Toronto vigil for life joins hundreds of others worldwide

By  Luc Rinaldi, Catholic Register Special
  • November 29, 2010
Archbishop CollinsTORONTO - The only sound to be heard at a vigil for the unborn at an otherwise silent St. Michael’s Cathedral was the cry of an infant. This child’s parents had chosen life.

On Nov. 27, a crowd gathered at St. Michael’s Cathedral for the worldwide Prayer Vigil for All Nascent Human Life at the request of Pope Benedict XVI. It was one of countless parishes, homes and religious communities across the globe that stopped to pray and reflect on the sanctity of all human life.

The service marked the eve of the new liturgical year and the Advent season, a season of expectation, according to Archbishop Thomas Collins, who presided over the vigil at St. Michael’s. The time we await Jesus, he said, is much like the time we await the coming of any child.

“This time of expectancy is also a time of vulnerability,” said Collins.

Following Collins’ Gospel reading and homily, the Blessed Sacrament was exposed and the congregation was invited to pray for the Pope’s intentions — for the unborn and their parents, the end to abortion and embryo-destroying research and the recognition of dignity in all human life.

At St. Peter’s Basilica in Rome, the Pope also called Catholics to defend human life, from conception until natural death.

“The human person is a good in and of himself and his integral development should always be sought,” said Pope Benedict. “Love for all, if it is sincere, naturally tends to become a preferential attention to the weakest and poorest. In this vein we find the Church’s concern for the unborn, the most fragile, the most threatened by the selfishness of adults and the darkening of consciences.”

In Canada, a fetus remains unrecognized as a human person. Since 1969, when abortion was decriminalized, more than three million unborn babies have been aborted. There have been no restrictions on legal abortions in Canada since 1988.

In a study released by the Guttmacher Institute in 2005, 74 per cent of women who chose abortion said that a baby would have dramatically interfered with their life, including education or employment. And 73 per cent said that they couldn’t afford a baby, while only one per cent reported having an abortion as a result of rape.

The vigil’s Gospel reading addressed these and other concerns of women who chose abortion.

The Pope further defended the life of the unborn in his homily.

“This is not an accumulation of biological material,” said Benedict XVI, “but a new living being, dynamic and wonderfully ordered, a new unique human being.”

● **TASK OBJECTIVE**: Copy out the article on the Toronto vigil from "In Canada, a" to "who chose abortion.", word for word.

● **SUPPLIED INFORMATION**:
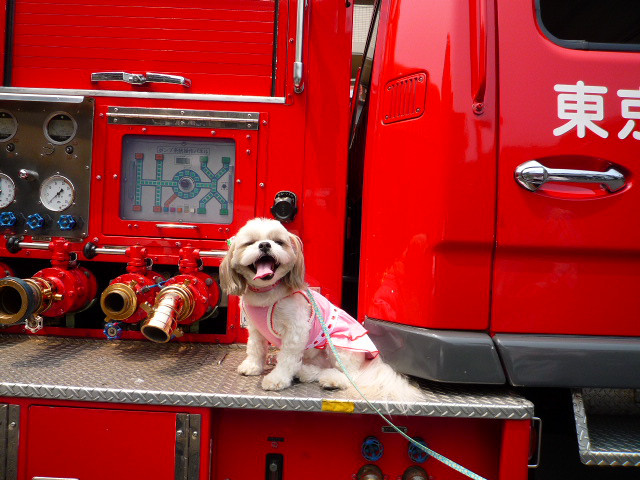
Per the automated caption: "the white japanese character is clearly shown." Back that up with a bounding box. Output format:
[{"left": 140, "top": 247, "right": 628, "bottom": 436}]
[
  {"left": 618, "top": 89, "right": 640, "bottom": 140},
  {"left": 553, "top": 81, "right": 609, "bottom": 138}
]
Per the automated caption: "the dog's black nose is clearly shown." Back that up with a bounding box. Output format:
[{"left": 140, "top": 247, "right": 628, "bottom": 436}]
[{"left": 258, "top": 242, "right": 271, "bottom": 252}]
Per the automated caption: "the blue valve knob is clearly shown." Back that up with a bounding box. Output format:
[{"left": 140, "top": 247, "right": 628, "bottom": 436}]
[
  {"left": 0, "top": 212, "right": 16, "bottom": 227},
  {"left": 58, "top": 215, "right": 76, "bottom": 230},
  {"left": 361, "top": 436, "right": 384, "bottom": 462},
  {"left": 27, "top": 213, "right": 44, "bottom": 230},
  {"left": 408, "top": 437, "right": 431, "bottom": 463},
  {"left": 104, "top": 322, "right": 122, "bottom": 340}
]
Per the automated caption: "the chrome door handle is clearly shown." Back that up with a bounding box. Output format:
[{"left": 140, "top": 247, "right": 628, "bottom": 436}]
[
  {"left": 515, "top": 160, "right": 625, "bottom": 192},
  {"left": 91, "top": 72, "right": 191, "bottom": 87}
]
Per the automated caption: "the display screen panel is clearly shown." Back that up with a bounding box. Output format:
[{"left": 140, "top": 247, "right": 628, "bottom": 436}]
[{"left": 120, "top": 135, "right": 236, "bottom": 225}]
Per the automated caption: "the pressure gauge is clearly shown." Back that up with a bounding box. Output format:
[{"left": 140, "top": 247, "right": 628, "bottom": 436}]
[
  {"left": 0, "top": 173, "right": 16, "bottom": 208},
  {"left": 40, "top": 175, "right": 76, "bottom": 212},
  {"left": 44, "top": 112, "right": 78, "bottom": 145},
  {"left": 0, "top": 110, "right": 18, "bottom": 142}
]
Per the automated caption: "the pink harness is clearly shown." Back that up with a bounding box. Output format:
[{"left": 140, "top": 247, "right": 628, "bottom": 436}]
[{"left": 242, "top": 290, "right": 378, "bottom": 358}]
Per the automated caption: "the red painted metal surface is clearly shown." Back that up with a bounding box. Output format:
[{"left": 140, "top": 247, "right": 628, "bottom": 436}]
[
  {"left": 491, "top": 1, "right": 640, "bottom": 336},
  {"left": 359, "top": 0, "right": 497, "bottom": 330},
  {"left": 33, "top": 238, "right": 98, "bottom": 317},
  {"left": 0, "top": 0, "right": 352, "bottom": 342},
  {"left": 0, "top": 398, "right": 211, "bottom": 480},
  {"left": 101, "top": 246, "right": 164, "bottom": 323},
  {"left": 13, "top": 0, "right": 287, "bottom": 96},
  {"left": 0, "top": 398, "right": 530, "bottom": 480},
  {"left": 212, "top": 409, "right": 529, "bottom": 480}
]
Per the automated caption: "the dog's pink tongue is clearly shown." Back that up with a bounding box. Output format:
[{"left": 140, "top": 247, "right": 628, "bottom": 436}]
[{"left": 253, "top": 260, "right": 274, "bottom": 280}]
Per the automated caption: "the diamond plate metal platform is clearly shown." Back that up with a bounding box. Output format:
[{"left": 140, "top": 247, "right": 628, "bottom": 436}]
[
  {"left": 0, "top": 335, "right": 533, "bottom": 419},
  {"left": 573, "top": 388, "right": 640, "bottom": 467}
]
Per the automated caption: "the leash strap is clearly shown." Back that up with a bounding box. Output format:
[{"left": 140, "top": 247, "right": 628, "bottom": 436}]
[{"left": 307, "top": 288, "right": 487, "bottom": 480}]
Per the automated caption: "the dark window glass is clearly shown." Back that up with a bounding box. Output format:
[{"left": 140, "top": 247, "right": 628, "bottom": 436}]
[{"left": 538, "top": 0, "right": 640, "bottom": 50}]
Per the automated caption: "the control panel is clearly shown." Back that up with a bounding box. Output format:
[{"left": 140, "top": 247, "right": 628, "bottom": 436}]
[
  {"left": 120, "top": 135, "right": 236, "bottom": 225},
  {"left": 0, "top": 97, "right": 94, "bottom": 239}
]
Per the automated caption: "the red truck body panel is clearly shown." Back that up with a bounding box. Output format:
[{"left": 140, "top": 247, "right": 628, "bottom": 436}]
[
  {"left": 491, "top": 2, "right": 640, "bottom": 337},
  {"left": 359, "top": 1, "right": 497, "bottom": 330}
]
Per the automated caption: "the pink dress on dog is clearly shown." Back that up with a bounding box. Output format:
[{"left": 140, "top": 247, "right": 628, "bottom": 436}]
[{"left": 242, "top": 290, "right": 378, "bottom": 358}]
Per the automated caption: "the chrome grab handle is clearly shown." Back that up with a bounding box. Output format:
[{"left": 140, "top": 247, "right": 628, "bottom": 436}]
[
  {"left": 91, "top": 72, "right": 191, "bottom": 87},
  {"left": 293, "top": 0, "right": 307, "bottom": 93},
  {"left": 515, "top": 160, "right": 625, "bottom": 193},
  {"left": 147, "top": 72, "right": 191, "bottom": 87}
]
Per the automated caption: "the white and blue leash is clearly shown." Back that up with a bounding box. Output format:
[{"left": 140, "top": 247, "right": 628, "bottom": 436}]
[{"left": 307, "top": 288, "right": 487, "bottom": 480}]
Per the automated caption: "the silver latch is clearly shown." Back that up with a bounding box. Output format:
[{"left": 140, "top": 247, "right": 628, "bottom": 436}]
[{"left": 91, "top": 72, "right": 191, "bottom": 87}]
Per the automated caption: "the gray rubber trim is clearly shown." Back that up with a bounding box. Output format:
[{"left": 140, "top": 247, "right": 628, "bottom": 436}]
[
  {"left": 493, "top": 333, "right": 640, "bottom": 388},
  {"left": 364, "top": 318, "right": 506, "bottom": 384}
]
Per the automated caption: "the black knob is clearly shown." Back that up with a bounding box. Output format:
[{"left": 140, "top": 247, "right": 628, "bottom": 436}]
[{"left": 271, "top": 191, "right": 298, "bottom": 223}]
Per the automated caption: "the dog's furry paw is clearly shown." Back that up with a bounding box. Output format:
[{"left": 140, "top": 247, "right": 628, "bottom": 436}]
[
  {"left": 238, "top": 357, "right": 264, "bottom": 375},
  {"left": 296, "top": 365, "right": 322, "bottom": 383},
  {"left": 262, "top": 371, "right": 293, "bottom": 390},
  {"left": 318, "top": 368, "right": 351, "bottom": 390}
]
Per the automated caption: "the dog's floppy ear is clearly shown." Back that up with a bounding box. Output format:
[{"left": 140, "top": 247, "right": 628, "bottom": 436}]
[
  {"left": 220, "top": 238, "right": 247, "bottom": 295},
  {"left": 284, "top": 233, "right": 305, "bottom": 290}
]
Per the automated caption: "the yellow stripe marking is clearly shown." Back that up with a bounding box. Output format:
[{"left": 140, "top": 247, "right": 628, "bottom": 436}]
[{"left": 322, "top": 400, "right": 356, "bottom": 413}]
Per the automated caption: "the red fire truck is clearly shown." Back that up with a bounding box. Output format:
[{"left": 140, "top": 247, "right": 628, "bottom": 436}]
[{"left": 0, "top": 0, "right": 640, "bottom": 480}]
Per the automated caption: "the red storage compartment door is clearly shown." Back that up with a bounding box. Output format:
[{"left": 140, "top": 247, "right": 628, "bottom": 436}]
[
  {"left": 11, "top": 0, "right": 286, "bottom": 96},
  {"left": 26, "top": 406, "right": 182, "bottom": 480}
]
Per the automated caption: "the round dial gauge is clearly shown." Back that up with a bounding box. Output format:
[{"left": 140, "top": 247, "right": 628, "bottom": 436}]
[
  {"left": 0, "top": 173, "right": 16, "bottom": 208},
  {"left": 0, "top": 111, "right": 18, "bottom": 142},
  {"left": 44, "top": 112, "right": 78, "bottom": 145},
  {"left": 40, "top": 175, "right": 76, "bottom": 212}
]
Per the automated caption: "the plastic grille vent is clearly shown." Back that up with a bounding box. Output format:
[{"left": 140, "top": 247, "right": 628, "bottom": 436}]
[{"left": 382, "top": 73, "right": 427, "bottom": 123}]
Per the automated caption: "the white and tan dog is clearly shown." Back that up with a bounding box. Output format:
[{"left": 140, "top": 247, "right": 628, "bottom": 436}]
[{"left": 220, "top": 218, "right": 422, "bottom": 402}]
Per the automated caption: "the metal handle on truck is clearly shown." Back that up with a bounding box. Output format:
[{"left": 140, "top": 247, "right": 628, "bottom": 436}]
[
  {"left": 91, "top": 72, "right": 191, "bottom": 87},
  {"left": 515, "top": 160, "right": 625, "bottom": 193},
  {"left": 293, "top": 0, "right": 307, "bottom": 93}
]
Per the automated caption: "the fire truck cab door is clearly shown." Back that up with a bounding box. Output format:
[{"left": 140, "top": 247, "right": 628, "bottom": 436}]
[{"left": 491, "top": 0, "right": 640, "bottom": 336}]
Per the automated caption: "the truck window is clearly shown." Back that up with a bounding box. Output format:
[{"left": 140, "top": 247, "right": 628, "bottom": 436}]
[{"left": 536, "top": 0, "right": 640, "bottom": 50}]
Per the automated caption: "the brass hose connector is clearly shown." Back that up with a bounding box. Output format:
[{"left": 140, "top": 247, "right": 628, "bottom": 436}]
[
  {"left": 140, "top": 284, "right": 195, "bottom": 343},
  {"left": 0, "top": 277, "right": 60, "bottom": 325},
  {"left": 100, "top": 282, "right": 138, "bottom": 320}
]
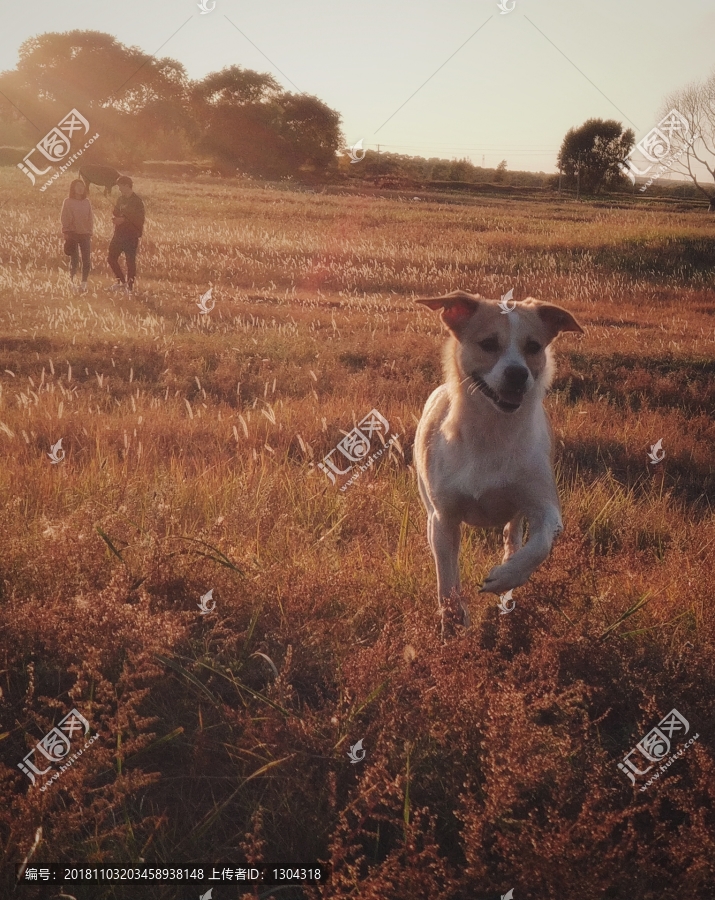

● **SOLVED PROBLEM**:
In Canada, a fetus remains unrecognized as a human person. Since 1969, when abortion was decriminalized, more than three million unborn babies have been aborted. There have been no restrictions on legal abortions in Canada since 1988.

In a study released by the Guttmacher Institute in 2005, 74 per cent of women who chose abortion said that a baby would have dramatically interfered with their life, including education or employment. And 73 per cent said that they couldn’t afford a baby, while only one per cent reported having an abortion as a result of rape.

The vigil’s Gospel reading addressed these and other concerns of women who chose abortion.